• Passage given:
Defence Electronics Research Laboratory (DLRL) is a laboratory of the Defence Research & Development Organization (DRDO). Located in Hyderabad, it is actively involved in the design and development of integrated Electronic Warfare systems for the Indian Armed Forces.

History 
DLRL was established in 1961 under DRDO, in order to meet the needs and requirements of electronic warfare systems for the Indian Armed Forces, including communication and radar systems. These functions were later handed over to specialized laboratories. Communication cipher equipment, developed by DLRL, was successfully deployed in the 1965 war with Pakistan.

It was founded by S. P. Chakravarti, the father of Electronics and Telecommunication engineering in India, who also founded LRDE and DRDL.

DLRL was included on the list of Indian entities that were subjected to US sanctions announced after the May 1998 nuclear tests.

The testing and evaluation of EW systems demand huge infrastructure, test and evaluation facilities.  To cater to this requirement, ELSEC, an extension of DLRL, was established in 1998 on a 180  acre campus. EW system simulation and modeling facilities are located inside ELSEC to carry out simulation of complex systems.

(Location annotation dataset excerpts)
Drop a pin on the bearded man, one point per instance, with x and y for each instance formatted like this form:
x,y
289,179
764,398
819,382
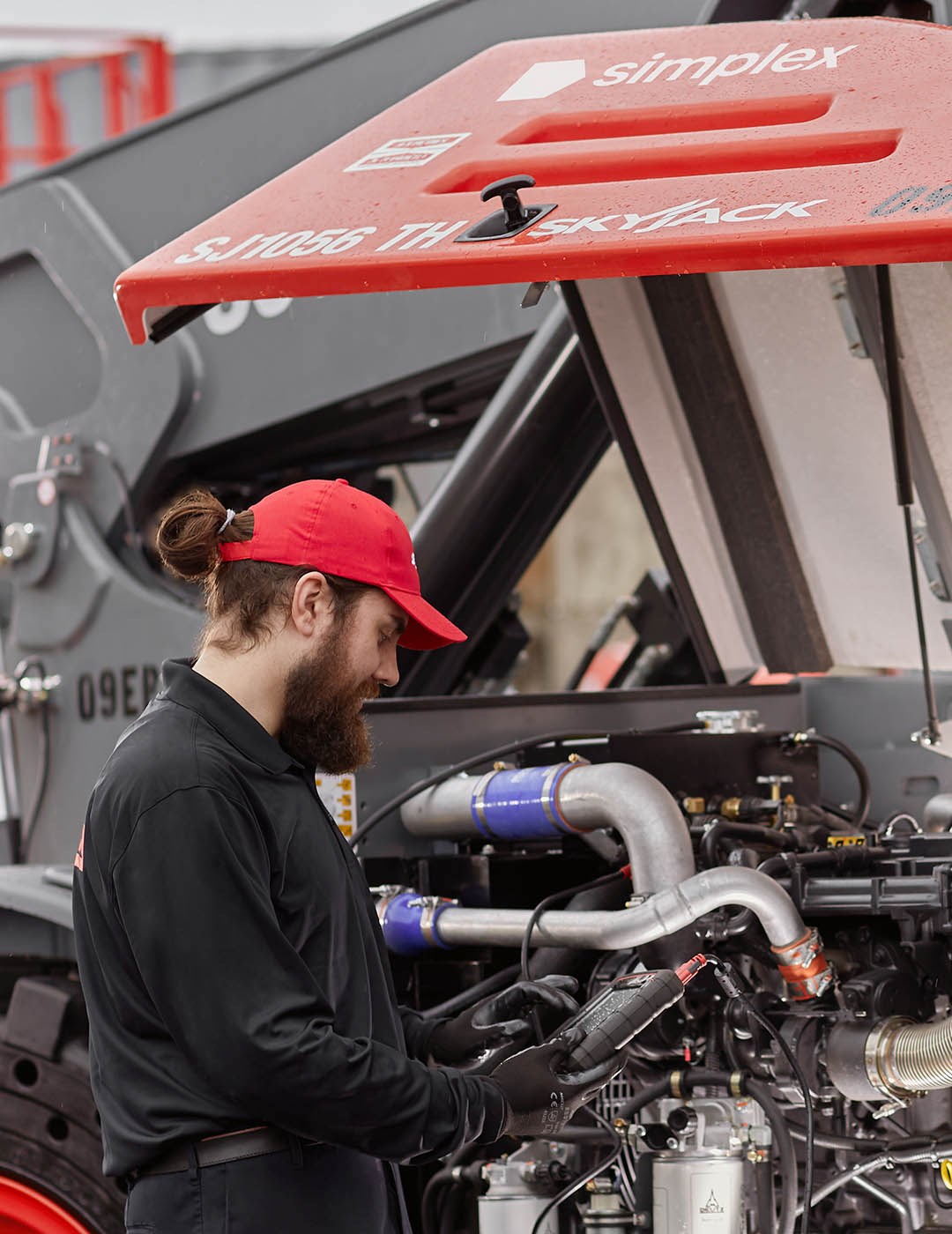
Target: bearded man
x,y
249,1063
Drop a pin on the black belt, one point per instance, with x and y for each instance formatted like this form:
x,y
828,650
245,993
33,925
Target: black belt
x,y
219,1149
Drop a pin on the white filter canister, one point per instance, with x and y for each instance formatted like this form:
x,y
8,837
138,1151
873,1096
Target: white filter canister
x,y
515,1215
698,1194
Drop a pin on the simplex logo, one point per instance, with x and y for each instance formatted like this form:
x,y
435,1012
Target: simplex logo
x,y
548,77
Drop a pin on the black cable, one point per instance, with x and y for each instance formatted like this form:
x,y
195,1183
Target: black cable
x,y
748,832
792,740
473,993
604,880
903,471
567,894
576,1186
727,981
36,805
936,1193
430,1202
783,1139
525,743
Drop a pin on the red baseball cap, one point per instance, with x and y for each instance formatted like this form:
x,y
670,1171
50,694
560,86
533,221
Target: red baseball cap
x,y
333,527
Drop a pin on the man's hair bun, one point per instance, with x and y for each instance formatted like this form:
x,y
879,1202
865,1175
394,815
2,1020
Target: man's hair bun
x,y
190,534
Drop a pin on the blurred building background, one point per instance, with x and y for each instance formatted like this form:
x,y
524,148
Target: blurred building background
x,y
63,90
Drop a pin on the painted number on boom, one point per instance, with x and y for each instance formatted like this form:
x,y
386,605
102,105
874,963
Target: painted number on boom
x,y
113,693
918,199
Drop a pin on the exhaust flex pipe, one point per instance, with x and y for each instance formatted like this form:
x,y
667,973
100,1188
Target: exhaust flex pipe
x,y
413,923
896,1059
544,802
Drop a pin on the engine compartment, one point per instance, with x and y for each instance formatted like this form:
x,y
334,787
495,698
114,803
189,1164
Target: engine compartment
x,y
825,917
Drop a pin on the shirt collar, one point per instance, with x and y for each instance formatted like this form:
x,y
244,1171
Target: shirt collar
x,y
227,716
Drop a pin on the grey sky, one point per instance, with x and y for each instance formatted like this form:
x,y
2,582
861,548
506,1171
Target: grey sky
x,y
190,24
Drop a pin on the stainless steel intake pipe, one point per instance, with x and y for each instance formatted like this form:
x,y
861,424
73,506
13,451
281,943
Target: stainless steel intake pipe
x,y
542,802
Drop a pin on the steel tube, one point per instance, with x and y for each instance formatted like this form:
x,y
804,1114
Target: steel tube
x,y
588,798
661,915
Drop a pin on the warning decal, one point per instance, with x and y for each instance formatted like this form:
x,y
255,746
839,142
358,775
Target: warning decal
x,y
406,152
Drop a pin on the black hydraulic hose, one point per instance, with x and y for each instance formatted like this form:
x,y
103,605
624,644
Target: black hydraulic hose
x,y
430,1202
473,993
844,858
783,1141
523,743
557,897
554,898
792,740
748,832
844,1143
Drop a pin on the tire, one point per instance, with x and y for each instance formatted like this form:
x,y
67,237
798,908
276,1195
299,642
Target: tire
x,y
51,1151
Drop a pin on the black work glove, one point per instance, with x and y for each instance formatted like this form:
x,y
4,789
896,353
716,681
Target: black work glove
x,y
502,1020
539,1100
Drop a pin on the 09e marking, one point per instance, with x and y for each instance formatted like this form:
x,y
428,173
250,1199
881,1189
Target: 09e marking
x,y
113,693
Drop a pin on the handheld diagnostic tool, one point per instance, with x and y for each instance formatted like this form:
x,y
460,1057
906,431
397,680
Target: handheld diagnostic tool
x,y
621,1011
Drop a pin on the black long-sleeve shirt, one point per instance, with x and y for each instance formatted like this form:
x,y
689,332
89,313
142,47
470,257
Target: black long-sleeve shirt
x,y
231,959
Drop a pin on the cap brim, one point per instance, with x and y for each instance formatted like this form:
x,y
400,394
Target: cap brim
x,y
426,628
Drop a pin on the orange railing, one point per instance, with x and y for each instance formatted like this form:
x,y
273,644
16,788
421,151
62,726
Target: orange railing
x,y
135,86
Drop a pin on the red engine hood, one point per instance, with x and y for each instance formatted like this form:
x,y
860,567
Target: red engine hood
x,y
731,147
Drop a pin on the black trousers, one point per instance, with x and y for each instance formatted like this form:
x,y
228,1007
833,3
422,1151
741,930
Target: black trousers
x,y
319,1190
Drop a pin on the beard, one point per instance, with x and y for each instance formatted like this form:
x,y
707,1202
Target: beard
x,y
323,725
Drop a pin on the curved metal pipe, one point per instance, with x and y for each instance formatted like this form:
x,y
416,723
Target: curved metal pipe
x,y
582,798
662,913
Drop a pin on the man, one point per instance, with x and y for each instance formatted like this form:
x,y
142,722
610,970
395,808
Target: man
x,y
249,1059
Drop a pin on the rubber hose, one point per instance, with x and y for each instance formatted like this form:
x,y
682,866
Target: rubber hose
x,y
846,1143
545,960
785,1151
472,995
430,1201
748,832
844,858
831,743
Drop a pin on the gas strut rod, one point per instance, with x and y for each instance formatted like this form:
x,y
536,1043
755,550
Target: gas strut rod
x,y
930,736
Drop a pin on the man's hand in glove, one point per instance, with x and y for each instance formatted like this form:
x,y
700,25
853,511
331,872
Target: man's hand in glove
x,y
539,1097
502,1018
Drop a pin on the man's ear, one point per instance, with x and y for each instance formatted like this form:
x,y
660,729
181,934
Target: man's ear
x,y
311,604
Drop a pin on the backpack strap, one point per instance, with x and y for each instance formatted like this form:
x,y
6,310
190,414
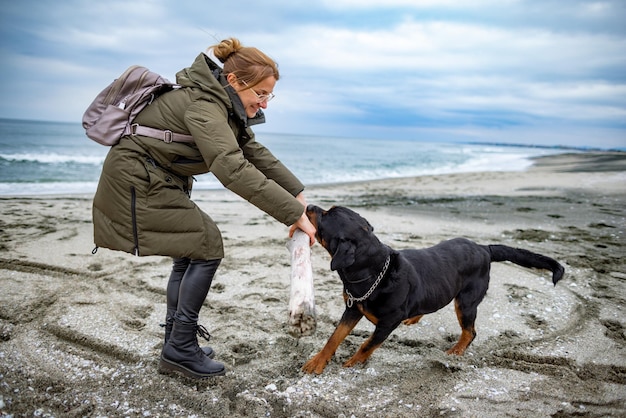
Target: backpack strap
x,y
166,135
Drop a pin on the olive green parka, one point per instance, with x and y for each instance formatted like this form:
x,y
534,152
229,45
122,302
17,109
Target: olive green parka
x,y
142,205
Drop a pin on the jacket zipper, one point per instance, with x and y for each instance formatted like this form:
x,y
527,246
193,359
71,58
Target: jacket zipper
x,y
133,207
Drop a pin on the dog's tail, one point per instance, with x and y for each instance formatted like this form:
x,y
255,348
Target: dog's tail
x,y
527,258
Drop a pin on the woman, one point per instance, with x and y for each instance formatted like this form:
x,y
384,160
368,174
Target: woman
x,y
142,204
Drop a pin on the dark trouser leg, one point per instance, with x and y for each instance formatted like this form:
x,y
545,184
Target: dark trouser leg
x,y
182,353
179,267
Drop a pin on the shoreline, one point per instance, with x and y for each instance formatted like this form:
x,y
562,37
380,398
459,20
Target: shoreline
x,y
80,335
568,161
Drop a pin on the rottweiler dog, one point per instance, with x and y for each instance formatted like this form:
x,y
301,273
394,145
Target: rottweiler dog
x,y
390,287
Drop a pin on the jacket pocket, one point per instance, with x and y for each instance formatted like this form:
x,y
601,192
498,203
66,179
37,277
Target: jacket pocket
x,y
133,214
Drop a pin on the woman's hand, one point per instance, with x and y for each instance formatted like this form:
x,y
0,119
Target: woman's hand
x,y
303,223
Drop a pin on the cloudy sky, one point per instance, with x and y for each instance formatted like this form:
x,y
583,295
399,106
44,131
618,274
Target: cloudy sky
x,y
547,72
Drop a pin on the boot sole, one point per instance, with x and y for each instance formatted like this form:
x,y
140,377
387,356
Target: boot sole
x,y
166,366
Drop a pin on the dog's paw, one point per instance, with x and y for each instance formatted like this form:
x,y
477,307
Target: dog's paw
x,y
315,365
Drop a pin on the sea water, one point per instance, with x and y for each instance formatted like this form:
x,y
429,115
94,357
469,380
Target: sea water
x,y
42,158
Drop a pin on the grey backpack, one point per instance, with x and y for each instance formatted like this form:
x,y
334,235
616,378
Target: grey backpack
x,y
110,116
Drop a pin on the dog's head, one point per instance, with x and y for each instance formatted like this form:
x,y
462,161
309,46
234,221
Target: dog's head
x,y
344,233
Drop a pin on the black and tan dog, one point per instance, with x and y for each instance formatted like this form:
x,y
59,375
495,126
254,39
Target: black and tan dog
x,y
390,287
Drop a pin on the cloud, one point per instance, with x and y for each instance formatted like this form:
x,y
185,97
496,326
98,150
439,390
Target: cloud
x,y
362,67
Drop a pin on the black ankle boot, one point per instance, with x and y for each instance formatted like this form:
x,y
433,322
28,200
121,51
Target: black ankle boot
x,y
182,354
201,332
179,268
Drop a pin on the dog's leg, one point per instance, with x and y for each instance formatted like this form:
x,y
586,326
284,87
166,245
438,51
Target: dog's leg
x,y
466,318
413,320
380,334
347,323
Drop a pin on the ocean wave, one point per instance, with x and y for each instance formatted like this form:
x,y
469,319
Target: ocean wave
x,y
52,158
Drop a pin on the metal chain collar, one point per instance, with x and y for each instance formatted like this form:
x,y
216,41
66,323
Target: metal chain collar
x,y
352,299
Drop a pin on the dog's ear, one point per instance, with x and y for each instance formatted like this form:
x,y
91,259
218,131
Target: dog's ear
x,y
343,256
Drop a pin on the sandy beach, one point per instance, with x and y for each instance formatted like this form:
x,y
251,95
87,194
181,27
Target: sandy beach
x,y
80,334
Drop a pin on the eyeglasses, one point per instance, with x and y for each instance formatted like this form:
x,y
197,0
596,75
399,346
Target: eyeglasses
x,y
260,98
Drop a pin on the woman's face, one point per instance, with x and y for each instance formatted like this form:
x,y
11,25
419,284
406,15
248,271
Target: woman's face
x,y
256,97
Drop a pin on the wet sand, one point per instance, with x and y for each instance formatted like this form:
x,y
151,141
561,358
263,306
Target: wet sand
x,y
80,334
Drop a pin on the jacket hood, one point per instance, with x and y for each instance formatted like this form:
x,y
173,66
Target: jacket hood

• Your objective:
In the passage on DLRL, restate the part that opens with "Defence Electronics Research" and closes with "war with Pakistan.", substituting "Indian military" for "Indian Armed Forces".

• Result of this exercise:
Defence Electronics Research Laboratory (DLRL) is a laboratory of the Defence Research & Development Organization (DRDO). Located in Hyderabad, it is actively involved in the design and development of integrated Electronic Warfare systems for the Indian military.

History 
DLRL was established in 1961 under DRDO, in order to meet the needs and requirements of electronic warfare systems for the Indian military, including communication and radar systems. These functions were later handed over to specialized laboratories. Communication cipher equipment, developed by DLRL, was successfully deployed in the 1965 war with Pakistan.